*PASSAGE GIVEN*:
Pirates Don Better Clothes…

 

What did the reputation for piracy and violence do to the new United States? Even before the Revolution, Samuel Johnson considered Americans “a race of convicts.”[1] Indeed, many Americans – both white and black – came to American shores as criminals in chains. As surely as Alexander Hamilton, smuggler John Hancock, and the terrorist Samuel Adams, the pirate “criminal” Edward “Blackbeard” Thache might have been one of our earliest founding fathers, six decades before Washington, Madison, Jefferson, or Franklin. We may have seen Thache as stirring “up all Heroick and Active Spirits… to benefit their Prince and Country… and immortalize their Names by the like noble Attempts,” as one British author wrote in 1716 about the pirate Sir Francis Drake, the quoted author’s “English Hero,” a “Great Man” in American history![2] Thache, however, lost his revolution and certain British factions murdered him as certainly as King George III would have done the same to our founders – found guilty of treason and hung or shot Washington, Madison, Jefferson, and Franklin – if they had also lost their later revolution.

As for Donald Trump’s alleged betrayal of the United States with Russia, George Washington clearly saw “foreign influence” in our affairs as disgraceful. For an American Administration to collude with foreigners is a betrayal of the nation. Let’s be clear, though – America diverged from Britain. This betrayal is still not considered “treason” as President Trump himself often accused of his many detractors, including the famed “whistleblower” exposing Trump’s extortion of Ukraine’s president – oh, no – it’s not treason. Again, according to the U.S. Constitution, no war had been declared by America – the “Commonwealth of Pyrates!” So, neither Trump nor his opponents can be accused of actual “treason” in the course of their betrayal of the United States of America! Trump et al basically pirate or rob our “democracy” to fill their coffers of treasure and stay in power – ostensibly indefinitely! These political brigands cared not with whom they colluded to obtain their goals – even America’s longest-term enemy, Russia!

*EXTRACTED ENTRIES*:
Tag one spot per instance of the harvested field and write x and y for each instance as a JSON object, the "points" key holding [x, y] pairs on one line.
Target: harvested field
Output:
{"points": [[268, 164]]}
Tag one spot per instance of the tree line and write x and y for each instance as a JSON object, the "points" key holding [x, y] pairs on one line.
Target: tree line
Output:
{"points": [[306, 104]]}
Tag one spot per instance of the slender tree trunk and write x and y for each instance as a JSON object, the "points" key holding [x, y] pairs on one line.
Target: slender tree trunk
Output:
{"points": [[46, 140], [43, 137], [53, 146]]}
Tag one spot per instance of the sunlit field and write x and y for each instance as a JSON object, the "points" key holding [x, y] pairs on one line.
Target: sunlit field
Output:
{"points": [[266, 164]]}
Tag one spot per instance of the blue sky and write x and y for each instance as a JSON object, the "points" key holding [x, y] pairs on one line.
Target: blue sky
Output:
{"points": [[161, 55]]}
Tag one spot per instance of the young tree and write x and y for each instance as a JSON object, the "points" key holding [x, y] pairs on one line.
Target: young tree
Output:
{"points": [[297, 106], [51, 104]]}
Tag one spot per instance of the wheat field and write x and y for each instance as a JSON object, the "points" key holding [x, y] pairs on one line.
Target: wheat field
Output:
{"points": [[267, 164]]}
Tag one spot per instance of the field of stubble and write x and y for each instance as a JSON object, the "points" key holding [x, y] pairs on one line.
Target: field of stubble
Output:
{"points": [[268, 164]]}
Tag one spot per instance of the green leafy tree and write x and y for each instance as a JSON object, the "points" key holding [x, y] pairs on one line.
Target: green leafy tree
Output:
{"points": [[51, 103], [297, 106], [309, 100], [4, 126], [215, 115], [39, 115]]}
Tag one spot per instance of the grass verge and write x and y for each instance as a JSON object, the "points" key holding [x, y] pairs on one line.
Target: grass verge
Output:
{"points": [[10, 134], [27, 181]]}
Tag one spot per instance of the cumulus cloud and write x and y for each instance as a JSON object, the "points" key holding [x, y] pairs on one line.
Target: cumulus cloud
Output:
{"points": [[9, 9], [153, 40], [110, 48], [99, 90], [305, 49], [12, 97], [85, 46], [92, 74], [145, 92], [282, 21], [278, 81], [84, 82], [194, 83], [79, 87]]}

*TO BE DONE*:
**A.** According to the passage on piracy, which men would King George III have had hung or shot if they had lost their later revolution? List each one.
**B.** Repeat the listing, beginning at the line that has "Tag one spot per instance of the young" and continuing through the end of the listing.
The passage on piracy and the listing are unrelated to each other.

*ANSWERS TO THE EXERCISE*:
**A.** Washington, Madison, Jefferson, Franklin

**B.**
Tag one spot per instance of the young tree and write x and y for each instance as a JSON object, the "points" key holding [x, y] pairs on one line.
Target: young tree
Output:
{"points": [[297, 106], [51, 104]]}
Tag one spot per instance of the wheat field and write x and y for each instance as a JSON object, the "points" key holding [x, y] pairs on one line.
Target: wheat field
Output:
{"points": [[267, 164]]}
Tag one spot per instance of the field of stubble and write x and y for each instance as a JSON object, the "points" key holding [x, y] pairs on one line.
Target: field of stubble
Output:
{"points": [[268, 164]]}
Tag one spot per instance of the green leafy tree and write x and y for each instance as a JSON object, the "points" key holding [x, y] pairs on one line.
Target: green leafy tree
Output:
{"points": [[51, 103], [297, 106], [309, 100], [4, 126], [215, 115], [39, 115]]}
Tag one spot per instance of the grass verge and write x and y for each instance as a JSON object, the "points" key holding [x, y] pairs on one line.
Target: grass verge
Output:
{"points": [[10, 134], [27, 181]]}
Tag one spot per instance of the cumulus cloud and write x and y for each instance as a JSON object, the "points" key holding [x, y] pairs on one line.
Target: cumulus cloud
Output:
{"points": [[9, 9], [153, 40], [110, 48], [99, 90], [305, 49], [12, 97], [85, 46], [92, 74], [145, 92], [282, 21], [278, 81], [84, 82], [194, 83], [79, 87]]}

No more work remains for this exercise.